### Objective
Start at the line containing "the finger in the photo above." and end with the line containing "x=265, y=295", rewriting these lines with "Record" changed to "Mark" and nothing else altered. Omit the pictures from your answer.

[Start Record extracts]

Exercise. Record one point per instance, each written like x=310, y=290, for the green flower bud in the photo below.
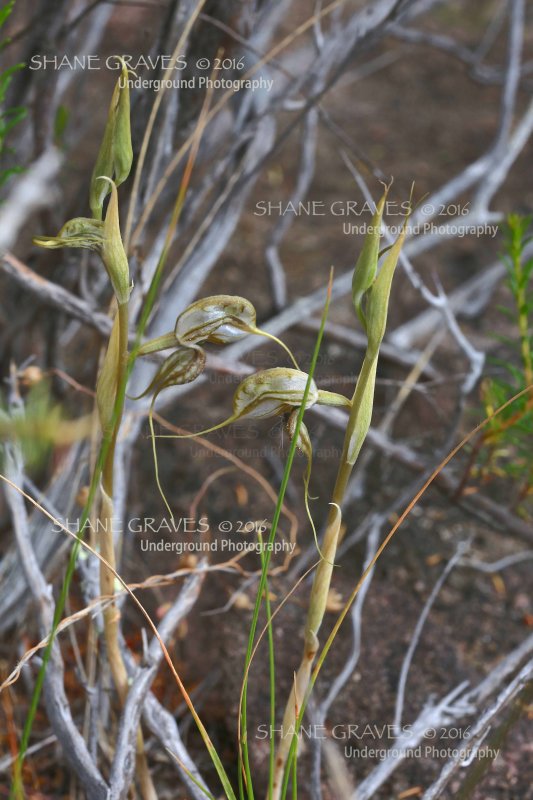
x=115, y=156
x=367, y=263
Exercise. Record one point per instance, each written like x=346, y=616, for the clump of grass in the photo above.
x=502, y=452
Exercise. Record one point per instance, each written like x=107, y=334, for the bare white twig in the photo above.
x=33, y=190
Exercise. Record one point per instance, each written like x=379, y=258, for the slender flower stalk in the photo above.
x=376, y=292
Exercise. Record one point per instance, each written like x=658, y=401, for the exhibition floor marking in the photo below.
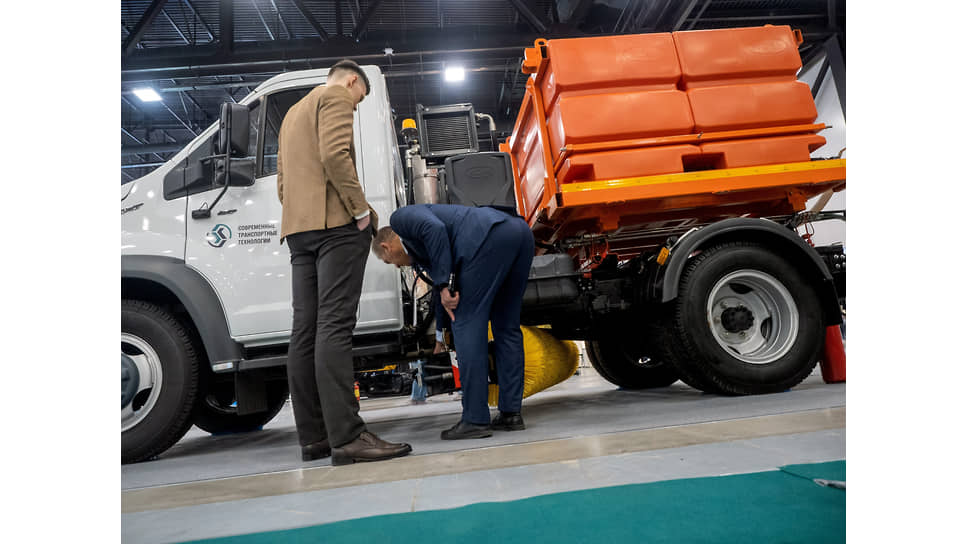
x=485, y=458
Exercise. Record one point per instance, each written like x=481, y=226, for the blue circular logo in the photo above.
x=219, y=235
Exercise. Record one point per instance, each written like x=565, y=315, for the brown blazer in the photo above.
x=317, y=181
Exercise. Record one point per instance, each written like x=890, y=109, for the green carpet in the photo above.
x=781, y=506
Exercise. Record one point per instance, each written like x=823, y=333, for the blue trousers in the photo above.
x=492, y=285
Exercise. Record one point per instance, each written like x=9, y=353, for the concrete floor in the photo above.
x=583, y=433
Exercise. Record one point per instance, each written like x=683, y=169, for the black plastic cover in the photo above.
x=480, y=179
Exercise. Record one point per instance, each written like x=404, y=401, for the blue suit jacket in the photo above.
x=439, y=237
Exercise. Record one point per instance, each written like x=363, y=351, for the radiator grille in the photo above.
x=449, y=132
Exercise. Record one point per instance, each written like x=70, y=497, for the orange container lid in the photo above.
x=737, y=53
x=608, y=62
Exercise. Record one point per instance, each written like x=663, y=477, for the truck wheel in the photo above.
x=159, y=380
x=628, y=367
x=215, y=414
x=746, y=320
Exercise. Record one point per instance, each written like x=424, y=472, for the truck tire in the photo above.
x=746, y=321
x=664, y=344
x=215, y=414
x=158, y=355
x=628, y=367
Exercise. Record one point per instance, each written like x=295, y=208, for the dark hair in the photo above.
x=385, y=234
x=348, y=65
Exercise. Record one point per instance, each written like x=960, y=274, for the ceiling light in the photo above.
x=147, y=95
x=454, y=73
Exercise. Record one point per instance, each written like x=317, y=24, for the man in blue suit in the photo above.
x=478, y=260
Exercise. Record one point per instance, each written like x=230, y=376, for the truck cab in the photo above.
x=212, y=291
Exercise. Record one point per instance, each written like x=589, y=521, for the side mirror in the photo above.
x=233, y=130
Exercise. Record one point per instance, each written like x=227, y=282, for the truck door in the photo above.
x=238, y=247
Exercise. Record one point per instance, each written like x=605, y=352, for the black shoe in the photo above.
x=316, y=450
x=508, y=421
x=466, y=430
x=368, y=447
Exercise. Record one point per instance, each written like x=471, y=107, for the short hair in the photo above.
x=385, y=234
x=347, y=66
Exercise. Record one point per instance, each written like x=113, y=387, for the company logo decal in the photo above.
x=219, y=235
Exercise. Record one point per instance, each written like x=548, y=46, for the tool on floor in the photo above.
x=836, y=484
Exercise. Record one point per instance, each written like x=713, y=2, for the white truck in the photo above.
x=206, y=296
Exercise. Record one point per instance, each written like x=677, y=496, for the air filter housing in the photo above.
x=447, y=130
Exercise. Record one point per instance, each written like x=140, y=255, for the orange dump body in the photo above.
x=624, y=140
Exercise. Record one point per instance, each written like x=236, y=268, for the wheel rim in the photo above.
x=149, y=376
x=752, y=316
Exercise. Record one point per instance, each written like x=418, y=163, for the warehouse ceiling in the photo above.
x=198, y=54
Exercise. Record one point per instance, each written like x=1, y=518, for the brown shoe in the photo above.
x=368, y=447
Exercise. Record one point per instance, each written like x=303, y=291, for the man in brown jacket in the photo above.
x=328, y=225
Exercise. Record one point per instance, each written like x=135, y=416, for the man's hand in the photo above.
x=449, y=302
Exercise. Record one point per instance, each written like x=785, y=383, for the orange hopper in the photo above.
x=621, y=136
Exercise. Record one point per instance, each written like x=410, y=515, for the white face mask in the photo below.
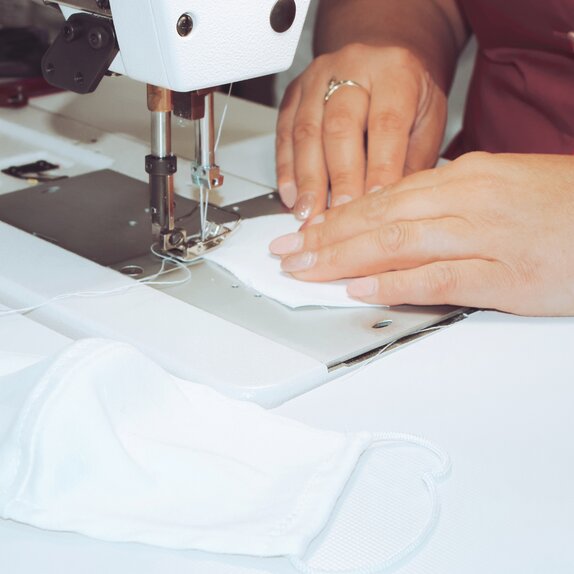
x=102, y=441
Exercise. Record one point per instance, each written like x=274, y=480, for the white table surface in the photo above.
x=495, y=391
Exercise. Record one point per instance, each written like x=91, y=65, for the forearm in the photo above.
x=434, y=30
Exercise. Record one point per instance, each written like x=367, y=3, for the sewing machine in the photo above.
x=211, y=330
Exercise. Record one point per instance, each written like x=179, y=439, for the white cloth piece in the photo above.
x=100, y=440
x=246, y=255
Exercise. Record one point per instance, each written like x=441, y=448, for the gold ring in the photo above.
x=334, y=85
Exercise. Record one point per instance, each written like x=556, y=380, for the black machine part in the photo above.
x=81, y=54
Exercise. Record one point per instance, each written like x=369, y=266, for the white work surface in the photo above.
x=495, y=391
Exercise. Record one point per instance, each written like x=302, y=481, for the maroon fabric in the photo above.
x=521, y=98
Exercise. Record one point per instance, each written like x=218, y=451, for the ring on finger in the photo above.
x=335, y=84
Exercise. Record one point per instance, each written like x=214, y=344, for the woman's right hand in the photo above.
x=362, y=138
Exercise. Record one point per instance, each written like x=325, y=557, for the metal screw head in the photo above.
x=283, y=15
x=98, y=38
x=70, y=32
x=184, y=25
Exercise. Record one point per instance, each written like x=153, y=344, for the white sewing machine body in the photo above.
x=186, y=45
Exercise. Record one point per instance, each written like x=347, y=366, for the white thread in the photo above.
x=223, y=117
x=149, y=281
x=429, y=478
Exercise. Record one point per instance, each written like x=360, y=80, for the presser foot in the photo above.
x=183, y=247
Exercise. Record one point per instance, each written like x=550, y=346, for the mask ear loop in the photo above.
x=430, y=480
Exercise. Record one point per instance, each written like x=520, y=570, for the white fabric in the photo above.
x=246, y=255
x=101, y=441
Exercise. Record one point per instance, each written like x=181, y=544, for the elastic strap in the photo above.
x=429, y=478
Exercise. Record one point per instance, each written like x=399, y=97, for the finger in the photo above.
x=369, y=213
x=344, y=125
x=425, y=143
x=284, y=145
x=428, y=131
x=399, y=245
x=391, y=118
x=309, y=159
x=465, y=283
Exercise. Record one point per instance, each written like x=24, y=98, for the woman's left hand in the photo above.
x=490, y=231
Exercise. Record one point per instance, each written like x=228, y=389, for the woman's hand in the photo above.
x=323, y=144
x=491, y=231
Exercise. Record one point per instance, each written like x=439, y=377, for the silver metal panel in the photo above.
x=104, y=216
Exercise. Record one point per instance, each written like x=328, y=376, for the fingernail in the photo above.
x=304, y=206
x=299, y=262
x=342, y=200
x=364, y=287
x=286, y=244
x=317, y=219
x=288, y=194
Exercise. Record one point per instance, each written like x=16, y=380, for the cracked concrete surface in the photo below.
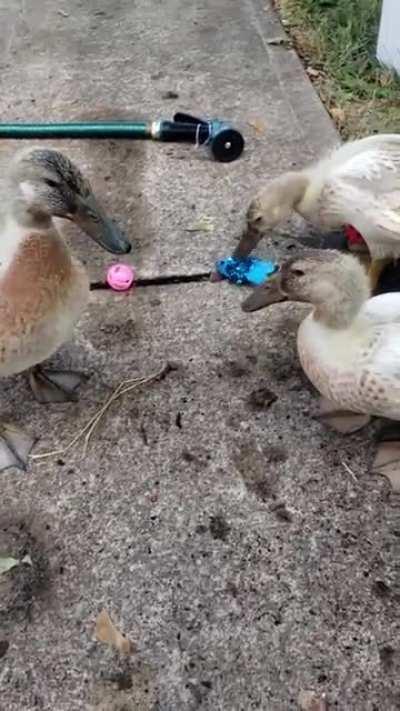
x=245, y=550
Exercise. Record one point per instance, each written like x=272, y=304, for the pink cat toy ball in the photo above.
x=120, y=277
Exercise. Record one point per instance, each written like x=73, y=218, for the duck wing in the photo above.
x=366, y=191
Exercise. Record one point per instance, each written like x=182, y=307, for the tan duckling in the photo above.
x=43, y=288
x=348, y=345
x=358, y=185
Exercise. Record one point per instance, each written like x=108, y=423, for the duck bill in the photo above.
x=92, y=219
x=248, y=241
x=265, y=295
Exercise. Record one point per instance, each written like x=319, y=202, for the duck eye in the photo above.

[End Record extracts]

### Written solution
Exercise. Mark one point per instance, each written like x=399, y=97, for the finger in the photo above.
x=369, y=213
x=344, y=125
x=425, y=143
x=284, y=145
x=428, y=131
x=399, y=245
x=391, y=118
x=309, y=159
x=465, y=283
Exercise. Mark one point per instance, each written like x=24, y=98, for the woman's left hand in the photo above.
x=490, y=231
Exercise. Mark one point per instance, each written like x=228, y=389, for the woman's hand in the photo above.
x=323, y=144
x=491, y=231
Exercise. Mark one point per instance, each written like x=439, y=377, for the silver metal panel in the photo above.
x=104, y=216
Exercise. Mark one point per instance, each written like x=328, y=376, for the fingernail in the photo above.
x=304, y=206
x=299, y=262
x=342, y=200
x=364, y=287
x=286, y=244
x=317, y=219
x=288, y=194
Exercise. Mark one point per instance, each written like x=16, y=380, for the cracked concrete surface in the photo below.
x=245, y=550
Exercise. Mark one point per instance, each written like x=272, y=304, for the pink cat toy ball in the photo above.
x=120, y=277
Exercise. Mark one point per instance, each written like x=73, y=218, for the duck wing in the photo above.
x=366, y=191
Exercise. Mark one point per instance, each written like x=182, y=307, for the tan duckling in the photo above.
x=43, y=288
x=348, y=345
x=358, y=185
Exercise. Mark one point per instance, each written like x=108, y=423, for the duck bill in the photo above.
x=92, y=219
x=248, y=241
x=265, y=295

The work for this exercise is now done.